**TASK PROMPT:**
Convert the lines from the one containing "felt flower with" through the one containing "712 98 730 112", inclusive, into a two-column CSV with the headers request and answer. Each request goes on its own row, and each field is quoted, with any line breaks replaced by spaces.

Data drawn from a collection
------------------------------------

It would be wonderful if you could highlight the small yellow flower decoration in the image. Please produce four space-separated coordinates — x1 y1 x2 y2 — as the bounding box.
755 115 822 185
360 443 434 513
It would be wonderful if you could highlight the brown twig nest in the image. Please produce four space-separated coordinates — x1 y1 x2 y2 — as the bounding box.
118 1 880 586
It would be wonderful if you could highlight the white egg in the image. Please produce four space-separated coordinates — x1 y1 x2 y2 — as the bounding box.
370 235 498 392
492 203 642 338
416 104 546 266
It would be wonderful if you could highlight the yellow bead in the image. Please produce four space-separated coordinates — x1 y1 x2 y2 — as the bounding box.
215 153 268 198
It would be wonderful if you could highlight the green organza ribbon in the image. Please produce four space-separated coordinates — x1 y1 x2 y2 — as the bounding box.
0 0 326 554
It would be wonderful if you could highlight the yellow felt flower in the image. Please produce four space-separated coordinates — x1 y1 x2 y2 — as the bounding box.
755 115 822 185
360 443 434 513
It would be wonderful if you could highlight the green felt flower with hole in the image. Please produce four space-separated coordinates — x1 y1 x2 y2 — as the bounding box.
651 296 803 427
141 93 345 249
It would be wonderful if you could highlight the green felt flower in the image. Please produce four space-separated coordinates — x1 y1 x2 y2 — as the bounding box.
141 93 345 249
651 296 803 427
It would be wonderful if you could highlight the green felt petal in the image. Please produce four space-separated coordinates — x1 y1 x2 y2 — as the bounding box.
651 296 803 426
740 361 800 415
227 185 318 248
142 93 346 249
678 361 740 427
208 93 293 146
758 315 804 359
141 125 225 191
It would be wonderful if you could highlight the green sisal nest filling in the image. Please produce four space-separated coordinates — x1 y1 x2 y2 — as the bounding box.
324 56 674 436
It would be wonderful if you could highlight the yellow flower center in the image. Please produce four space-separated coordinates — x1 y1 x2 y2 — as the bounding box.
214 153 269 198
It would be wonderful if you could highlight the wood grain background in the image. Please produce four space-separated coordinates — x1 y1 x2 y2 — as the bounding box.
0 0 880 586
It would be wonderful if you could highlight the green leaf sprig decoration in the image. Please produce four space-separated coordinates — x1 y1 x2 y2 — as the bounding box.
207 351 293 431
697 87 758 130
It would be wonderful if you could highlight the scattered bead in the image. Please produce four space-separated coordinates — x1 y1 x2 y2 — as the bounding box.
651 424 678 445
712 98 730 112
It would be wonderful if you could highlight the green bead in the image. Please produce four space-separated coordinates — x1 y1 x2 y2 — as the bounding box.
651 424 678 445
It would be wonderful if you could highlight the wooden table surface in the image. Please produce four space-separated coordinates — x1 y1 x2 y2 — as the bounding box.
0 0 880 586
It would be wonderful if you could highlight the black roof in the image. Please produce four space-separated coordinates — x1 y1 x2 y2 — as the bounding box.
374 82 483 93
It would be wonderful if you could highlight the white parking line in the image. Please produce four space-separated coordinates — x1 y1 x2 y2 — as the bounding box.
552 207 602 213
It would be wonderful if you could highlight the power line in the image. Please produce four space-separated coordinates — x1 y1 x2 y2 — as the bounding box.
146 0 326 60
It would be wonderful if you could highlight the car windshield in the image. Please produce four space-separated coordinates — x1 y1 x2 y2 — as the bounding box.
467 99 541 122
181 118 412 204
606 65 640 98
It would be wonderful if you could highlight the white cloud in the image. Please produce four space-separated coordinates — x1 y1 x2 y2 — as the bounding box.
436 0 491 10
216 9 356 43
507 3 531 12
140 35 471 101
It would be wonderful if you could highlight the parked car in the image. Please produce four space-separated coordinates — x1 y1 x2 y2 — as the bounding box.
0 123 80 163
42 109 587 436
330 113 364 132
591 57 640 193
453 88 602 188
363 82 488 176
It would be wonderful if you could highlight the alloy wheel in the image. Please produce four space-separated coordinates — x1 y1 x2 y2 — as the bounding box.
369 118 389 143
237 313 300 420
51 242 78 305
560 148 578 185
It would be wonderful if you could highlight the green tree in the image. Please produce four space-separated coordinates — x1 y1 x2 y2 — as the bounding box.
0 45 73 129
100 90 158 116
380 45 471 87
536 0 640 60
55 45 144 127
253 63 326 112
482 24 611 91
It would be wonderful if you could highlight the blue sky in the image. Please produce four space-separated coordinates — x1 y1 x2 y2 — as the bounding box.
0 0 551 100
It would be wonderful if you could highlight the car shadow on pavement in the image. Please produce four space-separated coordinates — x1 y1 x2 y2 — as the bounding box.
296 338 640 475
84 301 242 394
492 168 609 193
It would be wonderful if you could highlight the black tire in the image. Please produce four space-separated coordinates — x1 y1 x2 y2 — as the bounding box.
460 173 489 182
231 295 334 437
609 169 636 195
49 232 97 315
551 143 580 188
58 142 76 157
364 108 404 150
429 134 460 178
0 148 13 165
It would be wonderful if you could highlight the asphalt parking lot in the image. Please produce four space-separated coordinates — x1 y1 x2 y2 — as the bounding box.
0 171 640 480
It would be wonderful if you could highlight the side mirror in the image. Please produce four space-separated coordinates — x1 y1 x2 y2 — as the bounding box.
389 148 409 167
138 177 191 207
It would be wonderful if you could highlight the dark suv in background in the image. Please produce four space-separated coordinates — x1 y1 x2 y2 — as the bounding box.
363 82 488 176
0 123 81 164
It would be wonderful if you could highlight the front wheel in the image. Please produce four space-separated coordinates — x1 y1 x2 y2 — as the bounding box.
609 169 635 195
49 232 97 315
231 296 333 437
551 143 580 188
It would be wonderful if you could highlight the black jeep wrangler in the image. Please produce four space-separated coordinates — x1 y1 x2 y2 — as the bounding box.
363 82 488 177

------------------------------------

**THE SOLUTION:**
request,answer
"It would be wonderful if you could highlight the green felt flower with hole in the image. Please produce four space-separated coordinates — x1 y1 x2 y2 — as the bounding box.","651 296 803 427 141 93 345 249"
"It would be wonderful if you could highlight the green felt flower in the image. Please produce four space-separated coordinates — x1 y1 x2 y2 — as the bounding box.","141 93 345 249 651 296 803 427"
"It would be wonderful if you could highlight the green felt petal in the image. Please produce four space-separated coordinates — x1 y1 x2 y2 — as the bounding box.","651 296 803 426 740 361 800 415 227 185 318 248 142 93 346 249 678 361 740 427 208 93 293 146 758 315 804 359 141 125 225 191"
"It would be wonderful if you could highlight the green sisal nest filling in the image. Please produce four space-separated coordinates — x1 y1 x2 y2 — as the bounding box.","324 56 674 436"
"It would be wonderful if you could highlight the yellow flower center in the image. Please produce four space-separated coordinates — x1 y1 x2 y2 — as the bounding box.","214 153 269 198"
"It would be wonderful if you could highlight the wood grain background in the image. Please produce four space-separated coordinates — x1 y1 x2 y2 — as the bounding box.","0 0 880 586"
"It would be wonderful if you could highlight the green leaf sprig decoration in the image. Please produce four space-separated coordinates — x1 y1 x2 y2 — as the bounding box.","207 351 293 431 697 87 758 130"
"It would be wonderful if you could highlight the scattered bead in the image. Please produce four space-separated coordinates — x1 y1 x2 y2 — as the bounding box.","651 424 678 445 712 98 730 112"